Riproduca senza alcuna modifica il tratto che va dalla riga contenente "Return the mask of every instance of the airplane nose" fino alla riga contenente "POLYGON ((95 462, 91", entrambe incluse.

╭─ DATI FORNITI

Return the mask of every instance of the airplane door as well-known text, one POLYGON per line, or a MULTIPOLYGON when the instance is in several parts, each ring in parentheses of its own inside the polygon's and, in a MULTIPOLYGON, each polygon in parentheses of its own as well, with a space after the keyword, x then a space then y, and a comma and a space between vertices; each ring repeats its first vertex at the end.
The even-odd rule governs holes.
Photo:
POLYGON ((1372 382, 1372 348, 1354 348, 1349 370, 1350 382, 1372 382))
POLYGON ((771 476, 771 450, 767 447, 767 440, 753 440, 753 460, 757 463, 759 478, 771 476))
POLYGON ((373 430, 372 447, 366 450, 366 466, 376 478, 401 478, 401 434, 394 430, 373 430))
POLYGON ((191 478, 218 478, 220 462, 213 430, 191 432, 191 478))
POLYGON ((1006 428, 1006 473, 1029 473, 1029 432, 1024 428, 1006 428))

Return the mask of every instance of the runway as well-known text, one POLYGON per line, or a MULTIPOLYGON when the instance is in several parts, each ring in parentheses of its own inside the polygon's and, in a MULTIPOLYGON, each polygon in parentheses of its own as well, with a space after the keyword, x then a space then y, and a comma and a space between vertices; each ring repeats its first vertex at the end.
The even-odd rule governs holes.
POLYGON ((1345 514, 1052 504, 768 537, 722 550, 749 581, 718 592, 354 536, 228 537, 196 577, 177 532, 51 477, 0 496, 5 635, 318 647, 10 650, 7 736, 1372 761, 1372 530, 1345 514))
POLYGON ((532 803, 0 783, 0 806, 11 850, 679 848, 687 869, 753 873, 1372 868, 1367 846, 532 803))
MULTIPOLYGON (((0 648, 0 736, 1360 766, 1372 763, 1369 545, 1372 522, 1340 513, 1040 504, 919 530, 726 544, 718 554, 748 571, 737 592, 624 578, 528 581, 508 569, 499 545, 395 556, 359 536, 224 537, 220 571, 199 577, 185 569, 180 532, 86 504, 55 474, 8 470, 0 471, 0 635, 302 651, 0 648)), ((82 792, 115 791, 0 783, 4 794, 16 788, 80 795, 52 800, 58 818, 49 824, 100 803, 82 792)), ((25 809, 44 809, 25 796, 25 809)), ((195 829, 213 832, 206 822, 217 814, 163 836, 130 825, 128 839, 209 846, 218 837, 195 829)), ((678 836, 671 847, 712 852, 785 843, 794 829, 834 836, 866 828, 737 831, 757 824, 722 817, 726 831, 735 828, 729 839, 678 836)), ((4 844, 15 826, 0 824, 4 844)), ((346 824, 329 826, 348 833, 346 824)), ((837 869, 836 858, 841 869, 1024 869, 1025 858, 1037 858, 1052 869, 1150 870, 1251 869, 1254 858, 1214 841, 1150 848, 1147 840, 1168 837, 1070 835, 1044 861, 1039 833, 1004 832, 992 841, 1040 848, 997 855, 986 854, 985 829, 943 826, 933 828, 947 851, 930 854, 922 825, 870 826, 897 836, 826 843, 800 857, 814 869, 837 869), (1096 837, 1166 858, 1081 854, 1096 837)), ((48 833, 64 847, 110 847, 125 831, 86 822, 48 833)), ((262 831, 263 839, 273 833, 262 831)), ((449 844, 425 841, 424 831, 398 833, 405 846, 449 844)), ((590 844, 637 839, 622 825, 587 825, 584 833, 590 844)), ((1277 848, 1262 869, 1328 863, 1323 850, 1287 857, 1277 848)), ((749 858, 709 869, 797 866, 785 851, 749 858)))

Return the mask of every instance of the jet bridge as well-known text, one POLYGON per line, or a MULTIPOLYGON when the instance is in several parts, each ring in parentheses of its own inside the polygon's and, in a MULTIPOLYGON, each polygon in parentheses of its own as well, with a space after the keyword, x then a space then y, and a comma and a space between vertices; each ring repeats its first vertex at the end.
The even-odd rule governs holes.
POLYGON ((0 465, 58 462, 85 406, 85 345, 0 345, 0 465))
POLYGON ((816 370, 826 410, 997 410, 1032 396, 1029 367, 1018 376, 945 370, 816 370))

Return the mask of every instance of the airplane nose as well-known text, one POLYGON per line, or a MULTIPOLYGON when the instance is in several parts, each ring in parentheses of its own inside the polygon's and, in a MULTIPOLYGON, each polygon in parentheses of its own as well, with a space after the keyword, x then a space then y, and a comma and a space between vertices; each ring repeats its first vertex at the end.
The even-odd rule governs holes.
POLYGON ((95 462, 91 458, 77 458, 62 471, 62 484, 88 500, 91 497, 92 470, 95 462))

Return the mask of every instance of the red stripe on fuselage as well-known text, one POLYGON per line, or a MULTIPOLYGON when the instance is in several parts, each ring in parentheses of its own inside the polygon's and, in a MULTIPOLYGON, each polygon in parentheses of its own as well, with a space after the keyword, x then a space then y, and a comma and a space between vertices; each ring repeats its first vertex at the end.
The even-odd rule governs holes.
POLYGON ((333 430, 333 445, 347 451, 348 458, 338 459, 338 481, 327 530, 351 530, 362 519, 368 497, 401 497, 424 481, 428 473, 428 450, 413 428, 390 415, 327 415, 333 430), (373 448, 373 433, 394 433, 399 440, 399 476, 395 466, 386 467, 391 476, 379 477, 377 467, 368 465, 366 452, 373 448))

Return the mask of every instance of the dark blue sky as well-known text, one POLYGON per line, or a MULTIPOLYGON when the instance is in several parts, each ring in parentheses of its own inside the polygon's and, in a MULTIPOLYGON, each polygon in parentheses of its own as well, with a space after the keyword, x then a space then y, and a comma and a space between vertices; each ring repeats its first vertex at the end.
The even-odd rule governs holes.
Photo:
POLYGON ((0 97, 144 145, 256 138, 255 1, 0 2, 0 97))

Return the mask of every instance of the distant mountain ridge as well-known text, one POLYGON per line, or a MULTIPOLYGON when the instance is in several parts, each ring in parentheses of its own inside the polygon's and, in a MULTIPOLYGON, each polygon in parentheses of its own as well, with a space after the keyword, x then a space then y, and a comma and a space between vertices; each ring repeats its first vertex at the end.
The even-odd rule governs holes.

╰─

## IN RISPOSTA
Return the mask of every instance of the airplane nose as well-known text, one POLYGON per line, or a MULTIPOLYGON when the instance is in several parts, each ring in parentheses of its own inside the polygon's and, in a MULTIPOLYGON, each polygon in parentheses of its own as well, with a space after the keyword, x then a space then y, and a comma and a space between vertices; each ring repeats its first vertex at the end.
The even-odd rule governs holes.
POLYGON ((95 462, 91 458, 77 458, 62 471, 62 484, 88 500, 91 497, 92 470, 95 462))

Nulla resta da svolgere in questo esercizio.